> **Source document**:

After decades of complaints about Brussels ‘red-tape’, the UK Government is now seriously stating that it will countenance not only increased costs from tariffs but also the full application of all the regulatory norms and standards applicable to trade in goods and services after Brexit as a matter of domestic law. And this from a Conservative Government that has argued for free trade and reductions on the regulatory burdens on business.

How to Incorporate

As noted previously, EU rules that are not directly applicable are already transposed into UK law. As for directly applicable rules, the intention is not to transpose these rules as if they were directives: there will be no ’copying’ of the rules into domestic instruments. Rather, the White Paper states that:

… the Bill will make clear that EU regulations – as they applied in the UK the moment before we left the EU – will be converted into domestic law by the Bill and will continue to apply until legislators in the UK decide otherwise.

> **Items**:
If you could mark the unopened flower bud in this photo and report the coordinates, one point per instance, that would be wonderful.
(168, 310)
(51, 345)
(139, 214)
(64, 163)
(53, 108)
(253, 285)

> **To do**:
1. In the passage on incorporating EU law after Brexit, which document states that EU regulations will be converted into domestic law by the Bill?
2. Extend the passage on incorporating EU law after Brexit, writing on from its last sentence.
The entries are not needed for what follows.

> **Answers in order**:
1. The White Paper.

2.
This is in effect what section 2(1) of the European Communities Act already does: it treats these regulations as a source of domestic law. The only difference seems to be that it is only those regulations that existed before Brexit Day which will be given this effect.

The Influence of the Court of Justice

A key manifestation of taking back control over laws is that the UK will not be bound by the jurisdiction of the Court of Justice after Brexit. Despite it being almost impossible to find specific let alone numerous examples of judgments with which Brexiteers disagree – or would disagree so much as to make leaving the EU the inevitable consequence – removing the jurisdiction of the Court has become a central plank of Brexit policy. It is, therefore, noteworthy that the White Paper states that:

To maximise certainty, therefore, the Bill will provide that any question as to the meaning of EU-derived law will be determined in the UK courts by reference to the CJEU’s case law as it exists on the day we leave the EU.

This is a modification of what is in section 3(1) of the European Communities Act 1972. It is interesting that the GRB felt it necessary to say anything about this at all. It could simply have left it to the discretion of counsel and courts to see what use they made of CJEU jurisprudence as a guide to interpretation.  But it seems clear that the issue is not just about the UK now having control over EU law, it is about the UK Government having control over UK courts.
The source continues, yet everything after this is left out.